BEGIN GIVEN PASSAGE
We are all human and inevitably worry, but what do we do when our worry grows into a feeling that could be damaging to our health and happiness?
Stop. Take a deep breath and exhale. Research shows there are simple anxiety-reducing habits that can improve emotional and physical wellbeing. You may be able to cure yourself, not with medication, but by practicing positive lifestyle changes.
By definition, anxiety is the feeling of uneasiness over an upcoming event. We sometimes try to anticipate the future with negative predictions that, in turn, make us feel powerless and helpless. In day-to-day life, anxiety’s physical manifestation and emotional cues can be seen in a racing heartbeat, trouble focusing on tasks at work or at home, problems sleeping, dizziness, nail biting, negative and obsessive thoughts, and a short emotional fuse.
Depression and anxiety among hispanics and latinos is not uncommon. In a 2014 study, researchers found that 27% of the Hispanic population suffer from symptoms of anxiety and depression, and only 5% of the study sample took low usage of antidepressant and anti-anxiety medications.
It is completely normal to experience ups and downs, but if you find yourself experiencing anxiety attacks frequently, being mindful of the 7 strategies below can help you to cope.
Seven lifestyle strategies to help manage symptoms of anxiety
- Accept that you cannot control everything- and laugh about it: First off, put your anxiety in perspective: is throwing a tantrum going to help magically charge your phone that you forgot to plug in the night before? Probably not. And is that really what’s bothering you? Probably not. And that’s okay. Instead of aiming for perfection, which isn’t possible, be proud of however close you get, and try to laugh off your freak-outs.
- Do something that keeps you in the moment, like exercising: Do you have an activity or something you like to do that keeps you in the moment? Going for a walk, practicing yoga, listening to music, playing a game of chess, doodling, going for a run, meditating, or getting a quick 10 minute back massage can go a long way. The Anxiety and Depression Association of America notes exercise is proven to be very effective at maintaining mental fitness and combating anxiety.
- What and when you eat is important: Skipping meals is way too common these days. Skipping meals causes a drop in the body’s blood sugar levels. If prolonged, this drop may lead to increased feelings of anxiety and irritability. It’s also important not eat junk that will put you right back into a funk. Eggs, berries, green tea and chamomile tea have been shown to curb anxiety.
END GIVEN PASSAGE
BEGIN THE DATA
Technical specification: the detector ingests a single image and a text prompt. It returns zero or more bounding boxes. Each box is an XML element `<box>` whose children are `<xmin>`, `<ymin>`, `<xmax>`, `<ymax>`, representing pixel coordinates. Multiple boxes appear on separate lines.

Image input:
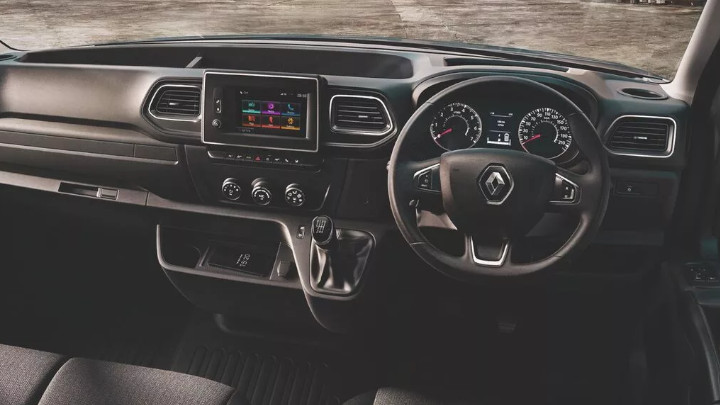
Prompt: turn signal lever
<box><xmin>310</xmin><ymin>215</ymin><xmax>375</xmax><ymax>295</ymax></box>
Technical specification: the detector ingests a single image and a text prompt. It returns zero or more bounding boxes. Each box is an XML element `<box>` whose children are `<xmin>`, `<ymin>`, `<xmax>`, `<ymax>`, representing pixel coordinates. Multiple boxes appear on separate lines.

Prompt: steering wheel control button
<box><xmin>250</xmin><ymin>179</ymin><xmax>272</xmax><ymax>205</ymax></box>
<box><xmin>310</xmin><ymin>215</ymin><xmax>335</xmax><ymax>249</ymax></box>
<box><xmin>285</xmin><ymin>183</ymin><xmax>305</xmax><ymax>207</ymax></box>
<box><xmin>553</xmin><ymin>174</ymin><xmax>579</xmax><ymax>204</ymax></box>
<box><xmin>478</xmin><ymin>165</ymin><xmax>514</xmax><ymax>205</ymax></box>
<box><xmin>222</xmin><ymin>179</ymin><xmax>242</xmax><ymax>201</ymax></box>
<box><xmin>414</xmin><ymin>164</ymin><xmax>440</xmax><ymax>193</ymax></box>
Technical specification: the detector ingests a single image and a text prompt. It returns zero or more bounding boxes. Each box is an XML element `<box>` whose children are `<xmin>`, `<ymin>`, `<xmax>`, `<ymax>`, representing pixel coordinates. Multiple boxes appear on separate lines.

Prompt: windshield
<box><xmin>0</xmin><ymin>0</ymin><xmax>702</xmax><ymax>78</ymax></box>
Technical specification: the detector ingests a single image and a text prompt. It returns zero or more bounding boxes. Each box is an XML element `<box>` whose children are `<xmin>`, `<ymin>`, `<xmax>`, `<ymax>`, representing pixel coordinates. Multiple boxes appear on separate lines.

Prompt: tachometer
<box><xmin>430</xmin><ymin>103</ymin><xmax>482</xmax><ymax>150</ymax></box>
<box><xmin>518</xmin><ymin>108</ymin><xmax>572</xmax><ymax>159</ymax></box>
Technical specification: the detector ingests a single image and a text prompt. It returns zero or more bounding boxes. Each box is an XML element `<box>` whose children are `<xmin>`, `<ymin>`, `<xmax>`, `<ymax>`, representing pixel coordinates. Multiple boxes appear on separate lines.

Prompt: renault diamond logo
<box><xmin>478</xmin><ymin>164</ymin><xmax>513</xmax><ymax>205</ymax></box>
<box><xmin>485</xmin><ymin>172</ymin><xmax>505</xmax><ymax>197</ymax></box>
END THE DATA
BEGIN THE DATA
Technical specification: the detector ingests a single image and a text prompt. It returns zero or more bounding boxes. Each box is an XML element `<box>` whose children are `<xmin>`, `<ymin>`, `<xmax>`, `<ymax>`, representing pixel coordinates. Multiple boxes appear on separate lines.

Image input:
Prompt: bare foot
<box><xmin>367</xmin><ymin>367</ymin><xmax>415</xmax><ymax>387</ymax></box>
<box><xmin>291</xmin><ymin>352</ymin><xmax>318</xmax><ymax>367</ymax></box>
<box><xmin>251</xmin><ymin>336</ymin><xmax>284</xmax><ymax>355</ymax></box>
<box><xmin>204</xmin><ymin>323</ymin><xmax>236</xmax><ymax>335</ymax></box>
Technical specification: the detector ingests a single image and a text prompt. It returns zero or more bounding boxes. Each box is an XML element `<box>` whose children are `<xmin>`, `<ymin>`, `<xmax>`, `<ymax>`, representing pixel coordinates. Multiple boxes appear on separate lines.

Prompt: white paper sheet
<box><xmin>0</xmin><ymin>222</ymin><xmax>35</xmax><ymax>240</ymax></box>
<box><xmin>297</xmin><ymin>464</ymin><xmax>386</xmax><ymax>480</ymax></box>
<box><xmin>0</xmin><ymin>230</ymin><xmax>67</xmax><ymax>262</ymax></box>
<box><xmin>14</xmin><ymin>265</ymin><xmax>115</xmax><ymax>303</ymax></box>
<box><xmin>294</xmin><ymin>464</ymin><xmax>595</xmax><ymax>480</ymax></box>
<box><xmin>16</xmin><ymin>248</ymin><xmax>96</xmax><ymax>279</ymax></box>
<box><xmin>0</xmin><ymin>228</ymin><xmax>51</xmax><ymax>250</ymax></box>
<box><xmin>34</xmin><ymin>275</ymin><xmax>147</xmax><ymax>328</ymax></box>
END THE DATA
BEGIN THE DATA
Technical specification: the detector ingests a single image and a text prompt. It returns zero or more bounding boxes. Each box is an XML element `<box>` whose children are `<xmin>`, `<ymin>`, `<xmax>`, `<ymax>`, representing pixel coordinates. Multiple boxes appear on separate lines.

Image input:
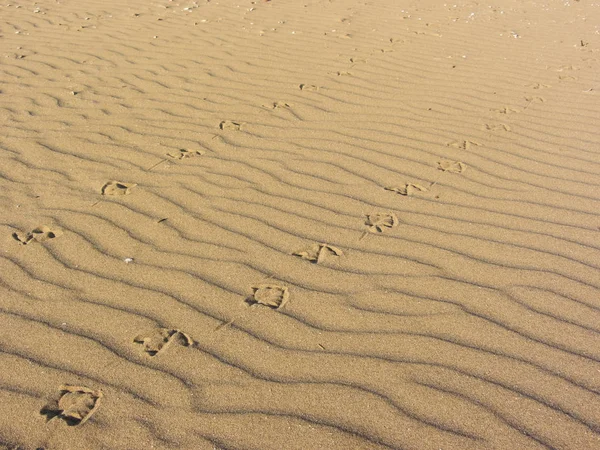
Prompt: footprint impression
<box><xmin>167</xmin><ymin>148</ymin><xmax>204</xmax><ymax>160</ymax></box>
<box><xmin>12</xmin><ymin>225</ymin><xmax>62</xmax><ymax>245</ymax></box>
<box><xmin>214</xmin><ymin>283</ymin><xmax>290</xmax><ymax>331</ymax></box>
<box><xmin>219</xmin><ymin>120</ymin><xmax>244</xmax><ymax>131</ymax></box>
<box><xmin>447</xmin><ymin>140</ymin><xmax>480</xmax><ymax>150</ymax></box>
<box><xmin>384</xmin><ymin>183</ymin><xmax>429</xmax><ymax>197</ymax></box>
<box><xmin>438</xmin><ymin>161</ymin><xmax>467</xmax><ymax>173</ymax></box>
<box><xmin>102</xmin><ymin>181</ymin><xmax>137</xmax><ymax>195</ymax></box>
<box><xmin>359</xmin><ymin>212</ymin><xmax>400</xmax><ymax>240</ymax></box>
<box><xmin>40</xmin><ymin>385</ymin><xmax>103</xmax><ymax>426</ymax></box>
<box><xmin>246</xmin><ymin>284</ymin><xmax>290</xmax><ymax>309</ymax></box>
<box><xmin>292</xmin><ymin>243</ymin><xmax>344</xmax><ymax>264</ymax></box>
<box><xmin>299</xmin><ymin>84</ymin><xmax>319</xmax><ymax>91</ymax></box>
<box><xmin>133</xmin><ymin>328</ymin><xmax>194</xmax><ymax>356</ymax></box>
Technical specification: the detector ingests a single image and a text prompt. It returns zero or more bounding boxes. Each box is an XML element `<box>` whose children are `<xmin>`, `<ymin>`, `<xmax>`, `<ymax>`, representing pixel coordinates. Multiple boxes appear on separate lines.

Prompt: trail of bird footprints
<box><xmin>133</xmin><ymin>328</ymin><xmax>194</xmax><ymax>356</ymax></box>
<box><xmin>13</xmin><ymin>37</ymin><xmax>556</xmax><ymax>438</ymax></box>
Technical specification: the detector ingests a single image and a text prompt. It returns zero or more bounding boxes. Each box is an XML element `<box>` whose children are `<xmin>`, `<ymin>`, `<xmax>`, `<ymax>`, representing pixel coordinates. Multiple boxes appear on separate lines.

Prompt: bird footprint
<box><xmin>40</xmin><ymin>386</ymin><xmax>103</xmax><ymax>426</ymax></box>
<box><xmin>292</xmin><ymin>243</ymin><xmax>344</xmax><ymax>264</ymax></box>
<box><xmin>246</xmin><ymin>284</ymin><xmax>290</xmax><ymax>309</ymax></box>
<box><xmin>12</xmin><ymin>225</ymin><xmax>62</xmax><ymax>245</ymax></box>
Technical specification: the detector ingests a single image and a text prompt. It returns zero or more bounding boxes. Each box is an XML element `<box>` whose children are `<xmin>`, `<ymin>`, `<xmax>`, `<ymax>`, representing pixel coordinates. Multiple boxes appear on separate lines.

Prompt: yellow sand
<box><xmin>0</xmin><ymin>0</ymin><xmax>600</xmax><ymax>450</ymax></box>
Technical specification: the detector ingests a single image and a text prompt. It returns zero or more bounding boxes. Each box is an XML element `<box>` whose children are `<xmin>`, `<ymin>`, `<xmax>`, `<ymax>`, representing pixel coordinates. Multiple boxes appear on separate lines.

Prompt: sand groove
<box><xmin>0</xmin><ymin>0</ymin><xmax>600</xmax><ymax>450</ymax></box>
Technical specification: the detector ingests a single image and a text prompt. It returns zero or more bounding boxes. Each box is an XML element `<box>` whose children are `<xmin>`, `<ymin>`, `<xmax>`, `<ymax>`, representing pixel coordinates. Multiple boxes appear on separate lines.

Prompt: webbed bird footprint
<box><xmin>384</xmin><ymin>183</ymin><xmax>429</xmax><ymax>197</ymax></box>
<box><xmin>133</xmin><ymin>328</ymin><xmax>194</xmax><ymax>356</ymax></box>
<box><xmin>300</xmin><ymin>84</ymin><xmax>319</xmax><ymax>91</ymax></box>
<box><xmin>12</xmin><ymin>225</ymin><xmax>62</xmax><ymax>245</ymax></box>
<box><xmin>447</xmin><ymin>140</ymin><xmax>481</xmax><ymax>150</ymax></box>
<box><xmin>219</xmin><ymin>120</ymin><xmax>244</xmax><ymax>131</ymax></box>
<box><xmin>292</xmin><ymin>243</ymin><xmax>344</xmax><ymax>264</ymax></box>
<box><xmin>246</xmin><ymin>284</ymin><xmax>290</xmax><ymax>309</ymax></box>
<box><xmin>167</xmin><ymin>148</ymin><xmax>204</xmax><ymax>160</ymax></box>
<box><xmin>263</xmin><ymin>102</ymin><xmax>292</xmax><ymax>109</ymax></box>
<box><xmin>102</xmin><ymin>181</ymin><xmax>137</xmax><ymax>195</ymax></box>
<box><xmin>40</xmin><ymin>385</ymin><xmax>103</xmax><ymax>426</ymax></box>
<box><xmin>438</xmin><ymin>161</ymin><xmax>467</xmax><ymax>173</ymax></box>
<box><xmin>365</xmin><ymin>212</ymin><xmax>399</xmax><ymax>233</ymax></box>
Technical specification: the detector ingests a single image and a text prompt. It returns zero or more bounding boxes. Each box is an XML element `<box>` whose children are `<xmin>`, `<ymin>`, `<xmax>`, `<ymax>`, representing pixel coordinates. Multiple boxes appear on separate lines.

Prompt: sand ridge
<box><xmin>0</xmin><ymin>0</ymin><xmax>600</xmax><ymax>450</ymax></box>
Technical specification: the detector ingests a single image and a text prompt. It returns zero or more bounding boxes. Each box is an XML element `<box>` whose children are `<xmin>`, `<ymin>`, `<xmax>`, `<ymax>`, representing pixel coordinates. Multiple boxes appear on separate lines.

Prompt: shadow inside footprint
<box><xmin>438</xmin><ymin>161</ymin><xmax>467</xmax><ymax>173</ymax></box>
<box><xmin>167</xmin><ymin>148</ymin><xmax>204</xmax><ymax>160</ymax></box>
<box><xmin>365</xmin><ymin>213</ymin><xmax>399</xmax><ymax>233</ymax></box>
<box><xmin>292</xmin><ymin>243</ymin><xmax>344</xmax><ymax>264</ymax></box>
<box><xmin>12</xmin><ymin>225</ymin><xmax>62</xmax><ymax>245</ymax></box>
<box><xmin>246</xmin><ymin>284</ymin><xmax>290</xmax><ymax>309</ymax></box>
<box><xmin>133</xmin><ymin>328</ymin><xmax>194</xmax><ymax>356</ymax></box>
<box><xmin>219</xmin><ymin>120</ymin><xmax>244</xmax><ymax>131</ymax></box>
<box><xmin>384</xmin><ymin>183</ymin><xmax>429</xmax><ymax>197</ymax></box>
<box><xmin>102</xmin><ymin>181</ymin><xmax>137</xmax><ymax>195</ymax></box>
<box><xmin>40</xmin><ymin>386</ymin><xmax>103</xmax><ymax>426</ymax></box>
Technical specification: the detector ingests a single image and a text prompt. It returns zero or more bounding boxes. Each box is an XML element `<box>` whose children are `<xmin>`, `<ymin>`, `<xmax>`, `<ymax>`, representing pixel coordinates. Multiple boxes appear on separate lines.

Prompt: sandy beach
END THE DATA
#### [PROMPT 1]
Translate this sentence from the passage on managing anxiety into Spanish: "Skipping meals causes a drop in the body’s blood sugar levels."
#### [PROMPT 2]
Continue the passage on managing anxiety, picking up right after its last sentence.
The lines are not used in any of the tasks.

#### [ANSWER SPACE 1]
Saltarse comidas provoca una disminución de los niveles de azúcar en la sangre del cuerpo.

#### [ANSWER SPACE 2]
- Limit alcohol and caffeine consumption. You may often use alcohol or caffeine to reduce anxiety because it seemingly dulls anxious feelings, but in reality it makes anxiety worse because it replaces your mind’s ability to cope with stress. Both of these substances amplify anxious feelings you may be experiencing, further aggravating your anxiety and possibly triggering a panic attack.
- Get enough rest. When stressed, your body needs additional sleep and rest. If you are an adult, aim for 7.5- 9 hours a night. Don’t have time for 9 hours a night? 20 minute power naps can be great. Meditation can also be restorative. Most adults have had some trouble sleeping because they feel worried or nervous, but some do experience insomnia due to poor lifestyle habits.
- Talk to someone…or something! Instead of throwing something over the remote being lost in the couch, let friends and family know you’re feeling overwhelmed. Live alone? Just processing out loud can help put a problem in perspective. Pets also make great listeners too- and for the most part- they never voice judgement!
- There is no ‘perfect’ time to beat anxiety, just now: It’s important to acknowledge your anxiety won’t go away if you are waiting for the ‘perfect’ time to overcome it. You do not need to feel especially attractive, healthy, positive, energetic, or confident in any other way to begin. You can’t simply wait for something or someone else to make things better. Beating anxiety comes through building a positive routine and letting go of old destructive habits. The time is now!
If you try these tips, but still feel like you are unable to avoid destructive habits, please seek out a medical professional to talk to and discuss possible plans of action.